Rows from a segmentation dataset:
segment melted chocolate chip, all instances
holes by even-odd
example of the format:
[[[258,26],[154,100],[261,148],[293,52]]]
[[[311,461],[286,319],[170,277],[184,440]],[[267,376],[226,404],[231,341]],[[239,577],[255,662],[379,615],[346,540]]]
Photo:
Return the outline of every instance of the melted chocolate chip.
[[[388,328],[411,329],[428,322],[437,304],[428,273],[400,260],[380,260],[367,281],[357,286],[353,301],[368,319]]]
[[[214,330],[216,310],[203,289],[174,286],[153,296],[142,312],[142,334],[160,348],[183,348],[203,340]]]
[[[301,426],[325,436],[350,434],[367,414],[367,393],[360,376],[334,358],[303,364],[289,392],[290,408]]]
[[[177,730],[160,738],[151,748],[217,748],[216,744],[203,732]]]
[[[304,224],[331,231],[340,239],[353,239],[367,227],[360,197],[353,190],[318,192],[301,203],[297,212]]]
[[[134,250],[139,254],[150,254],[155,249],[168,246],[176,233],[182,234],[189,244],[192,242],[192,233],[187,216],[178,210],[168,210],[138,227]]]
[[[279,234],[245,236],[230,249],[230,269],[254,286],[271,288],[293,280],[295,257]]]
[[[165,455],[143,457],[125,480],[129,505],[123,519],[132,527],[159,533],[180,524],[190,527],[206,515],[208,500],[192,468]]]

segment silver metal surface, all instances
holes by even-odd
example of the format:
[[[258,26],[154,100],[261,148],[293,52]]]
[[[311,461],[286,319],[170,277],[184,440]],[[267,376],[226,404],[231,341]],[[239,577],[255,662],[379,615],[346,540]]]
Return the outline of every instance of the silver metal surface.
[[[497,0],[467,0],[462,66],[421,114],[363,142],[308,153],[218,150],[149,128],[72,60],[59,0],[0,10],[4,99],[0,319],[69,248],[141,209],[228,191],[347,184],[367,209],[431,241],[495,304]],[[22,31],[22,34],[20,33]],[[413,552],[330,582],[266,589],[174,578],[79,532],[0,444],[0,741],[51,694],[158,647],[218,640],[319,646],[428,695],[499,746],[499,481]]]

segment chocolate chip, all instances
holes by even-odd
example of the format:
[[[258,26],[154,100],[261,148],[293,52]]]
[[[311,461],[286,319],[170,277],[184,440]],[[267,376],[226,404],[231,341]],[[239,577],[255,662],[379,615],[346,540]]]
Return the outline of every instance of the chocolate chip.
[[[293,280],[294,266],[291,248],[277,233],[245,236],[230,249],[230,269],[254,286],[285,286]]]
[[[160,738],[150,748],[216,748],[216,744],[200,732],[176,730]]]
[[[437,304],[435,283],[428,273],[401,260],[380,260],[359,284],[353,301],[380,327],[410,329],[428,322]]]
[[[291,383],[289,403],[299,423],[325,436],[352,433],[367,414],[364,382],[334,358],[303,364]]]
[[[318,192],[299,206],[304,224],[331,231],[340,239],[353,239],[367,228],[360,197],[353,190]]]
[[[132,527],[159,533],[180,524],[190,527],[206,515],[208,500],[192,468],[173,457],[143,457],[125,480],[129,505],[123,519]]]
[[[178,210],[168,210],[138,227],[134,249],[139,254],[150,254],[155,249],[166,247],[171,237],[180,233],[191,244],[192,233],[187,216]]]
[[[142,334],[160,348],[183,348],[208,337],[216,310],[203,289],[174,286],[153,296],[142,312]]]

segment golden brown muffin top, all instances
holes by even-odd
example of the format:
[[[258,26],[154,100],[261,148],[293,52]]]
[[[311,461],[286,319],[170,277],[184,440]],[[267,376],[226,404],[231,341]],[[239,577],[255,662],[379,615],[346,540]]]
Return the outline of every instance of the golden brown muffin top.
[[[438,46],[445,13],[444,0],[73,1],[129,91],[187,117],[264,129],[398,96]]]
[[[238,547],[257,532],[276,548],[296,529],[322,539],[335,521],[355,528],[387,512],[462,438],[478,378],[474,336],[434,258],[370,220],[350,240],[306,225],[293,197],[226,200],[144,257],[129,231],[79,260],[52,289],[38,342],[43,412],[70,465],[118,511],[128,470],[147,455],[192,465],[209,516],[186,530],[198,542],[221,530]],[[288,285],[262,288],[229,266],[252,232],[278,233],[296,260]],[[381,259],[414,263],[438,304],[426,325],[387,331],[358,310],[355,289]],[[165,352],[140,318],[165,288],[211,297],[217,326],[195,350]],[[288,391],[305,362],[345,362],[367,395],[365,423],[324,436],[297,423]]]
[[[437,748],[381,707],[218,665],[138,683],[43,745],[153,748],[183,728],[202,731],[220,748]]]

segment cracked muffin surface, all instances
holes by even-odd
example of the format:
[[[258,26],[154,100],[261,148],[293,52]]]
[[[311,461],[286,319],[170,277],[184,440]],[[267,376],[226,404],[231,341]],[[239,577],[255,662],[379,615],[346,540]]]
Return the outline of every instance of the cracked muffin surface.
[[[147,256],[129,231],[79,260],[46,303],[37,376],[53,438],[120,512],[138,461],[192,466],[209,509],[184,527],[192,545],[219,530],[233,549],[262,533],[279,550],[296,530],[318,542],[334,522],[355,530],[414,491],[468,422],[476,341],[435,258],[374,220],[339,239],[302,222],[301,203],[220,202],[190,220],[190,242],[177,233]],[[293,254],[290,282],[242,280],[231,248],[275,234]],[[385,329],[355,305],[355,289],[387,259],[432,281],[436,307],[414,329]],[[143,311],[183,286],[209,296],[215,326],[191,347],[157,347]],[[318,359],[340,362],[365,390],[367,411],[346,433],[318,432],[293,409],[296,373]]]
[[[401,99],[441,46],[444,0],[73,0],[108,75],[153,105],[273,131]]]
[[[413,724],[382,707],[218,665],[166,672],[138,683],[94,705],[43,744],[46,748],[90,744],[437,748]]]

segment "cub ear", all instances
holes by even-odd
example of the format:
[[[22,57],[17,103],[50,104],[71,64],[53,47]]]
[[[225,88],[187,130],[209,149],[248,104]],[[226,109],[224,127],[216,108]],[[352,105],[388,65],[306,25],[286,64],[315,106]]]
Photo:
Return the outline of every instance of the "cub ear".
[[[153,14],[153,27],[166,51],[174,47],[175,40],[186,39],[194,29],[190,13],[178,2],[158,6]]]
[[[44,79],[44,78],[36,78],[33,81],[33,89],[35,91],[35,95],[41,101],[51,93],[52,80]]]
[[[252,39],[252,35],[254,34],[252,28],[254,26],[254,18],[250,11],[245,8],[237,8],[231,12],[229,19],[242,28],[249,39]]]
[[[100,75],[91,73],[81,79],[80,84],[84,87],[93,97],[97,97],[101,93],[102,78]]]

### REQUIREMENTS:
Reproduce the whole listing above, substituting "nonzero winding" for every occurrence of "even-odd" and keeping everything else unchanged.

### EXERCISE RESULT:
segment melted chocolate chip, all instances
holes by nonzero winding
example of the format:
[[[258,26],[154,100],[261,148],[293,52]]]
[[[311,461],[286,319],[170,277],[184,440]],[[267,376],[226,404],[231,341]],[[239,577],[255,662],[379,615],[346,540]]]
Photo:
Return the outline of every instance of the melted chocolate chip.
[[[388,328],[411,329],[428,322],[437,304],[428,273],[400,260],[380,260],[367,281],[357,286],[353,301],[368,319]]]
[[[214,330],[216,310],[203,289],[174,286],[153,296],[142,312],[142,334],[160,348],[183,348],[203,340]]]
[[[301,426],[325,436],[350,434],[367,414],[367,393],[360,376],[334,358],[303,364],[289,392],[290,408]]]
[[[177,730],[160,738],[151,748],[217,748],[216,744],[203,732]]]
[[[304,224],[331,231],[340,239],[353,239],[367,227],[360,197],[353,190],[318,192],[301,203],[297,212]]]
[[[134,250],[139,254],[150,254],[155,249],[168,246],[176,233],[182,234],[189,244],[192,242],[192,233],[187,216],[178,210],[168,210],[138,227]]]
[[[279,234],[245,236],[230,249],[230,269],[254,286],[271,288],[293,280],[295,257]]]
[[[165,455],[143,457],[125,480],[129,505],[123,519],[132,527],[159,533],[180,524],[190,527],[206,515],[208,500],[192,468]]]

segment silver metal surface, all instances
holes by nonzero winding
example of the format:
[[[258,26],[154,100],[261,148],[293,52]]]
[[[311,461],[286,319],[170,277],[184,440]],[[267,376],[226,404],[231,341]],[[239,577],[255,662],[379,615],[346,540]]]
Return the outline of every instance of the silver metal surface.
[[[497,0],[467,0],[462,66],[421,114],[363,142],[308,153],[218,150],[149,128],[72,60],[59,0],[0,10],[4,99],[0,319],[69,248],[141,209],[228,191],[347,184],[367,209],[431,241],[495,304]],[[22,31],[22,34],[20,33]],[[413,552],[330,582],[266,589],[174,578],[79,532],[0,444],[0,741],[51,694],[158,647],[218,640],[319,646],[428,695],[499,746],[499,481]]]

segment chocolate chip, all instances
holes by nonzero winding
example of the format:
[[[258,26],[154,100],[261,148],[293,52]]]
[[[311,461],[286,319],[170,277],[184,440]],[[267,376],[226,404],[231,341]],[[239,577],[255,662],[379,615],[346,540]]]
Return the outline of every instance of the chocolate chip.
[[[293,280],[294,266],[291,248],[277,233],[245,236],[230,249],[230,269],[254,286],[285,286]]]
[[[160,738],[150,748],[216,748],[216,744],[200,732],[176,730]]]
[[[437,304],[435,283],[428,273],[401,260],[380,260],[359,284],[353,301],[380,327],[410,329],[428,322]]]
[[[291,383],[289,403],[299,423],[325,436],[352,433],[367,414],[364,382],[334,358],[303,364]]]
[[[318,192],[299,206],[304,224],[331,231],[340,239],[353,239],[367,228],[360,197],[353,190]]]
[[[132,527],[159,533],[180,524],[190,527],[206,515],[208,500],[192,468],[173,457],[143,457],[125,480],[129,505],[123,519]]]
[[[178,210],[168,210],[138,227],[134,249],[139,254],[150,254],[155,249],[166,247],[171,237],[180,233],[191,244],[192,233],[187,216]]]
[[[142,334],[160,348],[183,348],[208,337],[216,310],[203,289],[174,286],[153,296],[142,312]]]

segment golden brown muffin top, all instances
holes by nonzero winding
example of the format:
[[[258,26],[154,100],[261,148],[293,52]]]
[[[311,461],[286,319],[170,277],[184,440]],[[267,376],[226,404],[231,341]],[[239,577],[255,662],[379,615],[346,540]]]
Return the outline of every instance of the golden brown muffin top.
[[[438,46],[445,13],[444,0],[73,1],[129,91],[187,117],[264,129],[398,96]]]
[[[238,547],[257,532],[276,548],[296,529],[322,539],[335,521],[355,528],[387,512],[462,438],[478,378],[474,336],[434,258],[370,220],[350,240],[306,225],[293,197],[226,200],[144,257],[129,231],[79,260],[52,289],[38,342],[43,412],[70,465],[118,511],[128,470],[147,455],[192,465],[209,516],[186,530],[198,542],[221,530]],[[288,285],[262,288],[229,266],[252,232],[278,233],[296,260]],[[381,259],[414,263],[438,304],[426,325],[387,331],[358,310],[355,289]],[[165,352],[140,318],[165,288],[211,297],[217,326],[195,350]],[[288,391],[305,362],[345,362],[367,395],[365,423],[324,436],[297,423]]]
[[[437,748],[381,707],[218,665],[138,683],[43,745],[153,748],[183,728],[202,731],[220,748]]]

segment cracked muffin surface, all instances
holes by nonzero winding
example of the format:
[[[258,26],[154,100],[261,148],[293,52]]]
[[[311,461],[286,319],[170,277],[184,440]],[[267,376],[226,404],[231,341]],[[239,577],[255,662],[379,615],[346,540]]]
Return the outline of every instance of the cracked muffin surface.
[[[147,256],[129,231],[79,260],[46,303],[37,376],[53,438],[120,512],[138,461],[192,466],[209,509],[184,527],[192,545],[219,530],[233,549],[262,533],[279,550],[296,530],[318,542],[334,522],[355,530],[414,491],[468,422],[476,341],[435,258],[374,220],[339,239],[302,222],[301,203],[220,202],[190,220],[190,242],[177,233]],[[293,254],[290,282],[242,280],[231,248],[275,234]],[[385,329],[355,305],[355,289],[387,259],[432,281],[436,307],[414,329]],[[143,311],[183,286],[209,296],[215,326],[191,347],[157,347]],[[318,359],[340,362],[365,390],[367,411],[346,433],[318,432],[293,409],[296,373]]]
[[[401,99],[441,46],[444,0],[73,0],[108,75],[153,105],[273,131]]]
[[[413,724],[382,707],[218,665],[166,672],[138,683],[94,705],[43,744],[46,748],[90,744],[437,748]]]

segment "cub ear", all instances
holes by nonzero winding
example of the format:
[[[22,57],[17,103],[50,104],[71,64],[53,47]]]
[[[225,88],[187,130],[209,149],[248,104]],[[226,109],[224,127],[216,108]],[[352,105],[388,65],[306,25],[286,64],[315,106]]]
Photo:
Return the outline of every instance of the "cub ear".
[[[153,14],[153,27],[166,51],[174,47],[175,40],[186,39],[194,29],[190,13],[178,2],[158,6]]]
[[[44,79],[44,78],[36,78],[33,81],[33,89],[35,91],[35,95],[41,101],[51,93],[52,80]]]
[[[252,39],[252,35],[254,34],[252,28],[254,26],[254,18],[250,11],[245,8],[237,8],[231,12],[229,19],[242,28],[249,39]]]
[[[100,75],[91,73],[81,79],[80,84],[84,87],[93,97],[97,97],[101,93],[102,78]]]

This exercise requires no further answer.